── Document passage
Adjusted Gross Margin

The Company uses Adjusted Gross Margin, a non-GAAP financial measure, which it defines as revenues less cost of LNG, gas and power and operating expenses, excluding depreciation and amortization, to measure its operational financial performance. Management believes Adjusted Gross Margin is useful because it provides insight into profitability and true operating performance excluding the implications of the historical cost basis of the Company’s assets.

Adjusted Net Income

The Company uses Adjusted Net Income, a non-GAAP financial measure, which it defines as net income plus tax-effected transition and transaction expenses. Management believes Adjusted Net Income is useful because it provides insight into profitability excluding the impact of non-recurring charges related to the Jamaica acquisition.

Adjusted EBITDA

Adjusted EBITDA is a non-GAAP financial measure included as a supplemental disclosure because management believes it is a useful indicator of the Company’s operating performance. The Company defines Adjusted EBITDA as net income before interest expense, income taxes, depreciation and amortization, accretion, non-cash long-term incentive compensation expense and items such as charges and non-recurring expenses that management does not consider as part of assessing ongoing operating performance.
────
── Data lines
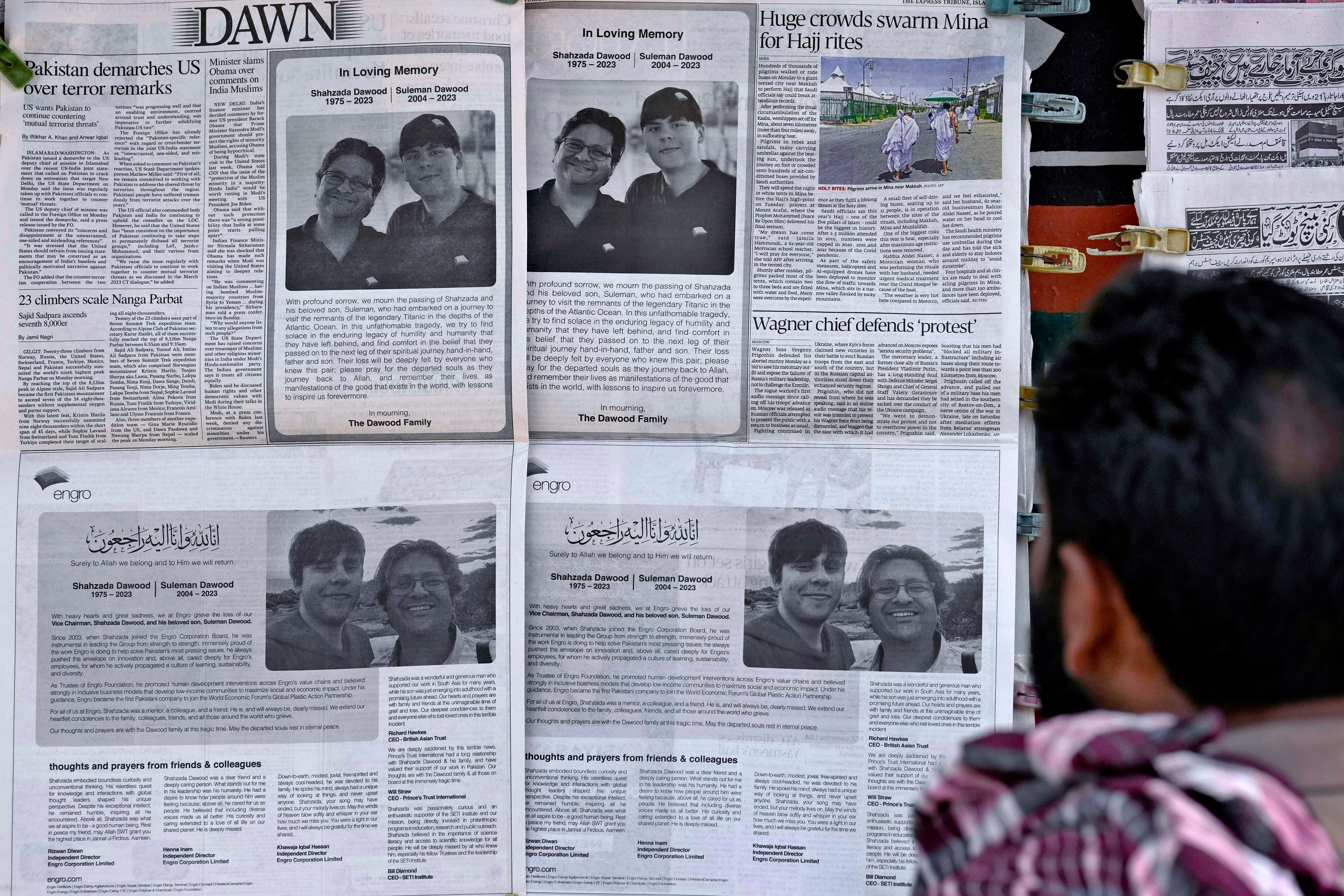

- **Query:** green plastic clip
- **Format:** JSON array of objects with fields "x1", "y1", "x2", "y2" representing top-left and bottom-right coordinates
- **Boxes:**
[{"x1": 0, "y1": 40, "x2": 32, "y2": 87}]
────
Exercises>
1) Can you output the passage on non-GAAP measures, starting with "The Company uses Adjusted Net" and going on through "the Jamaica acquisition."?
2) In the passage on non-GAAP measures:
(a) What is added to net income to arrive at Adjusted Net Income?
(b) Which acquisition do the non-recurring charges excluded from Adjusted Net Income relate to?
(c) What kind of incentive compensation expense is left out of Adjusted EBITDA?
The material has no connection to the passage on non-GAAP measures.

Expected responses>
1)
The Company uses Adjusted Net Income, a non-GAAP financial measure, which it defines as net income plus tax-effected transition and transaction expenses. Management believes Adjusted Net Income is useful because it provides insight into profitability excluding the impact of non-recurring charges related to the Jamaica acquisition.

2)
(a) Tax-effected transition and transaction expenses.
(b) The Jamaica acquisition.
(c) Non-cash long-term incentive compensation expense.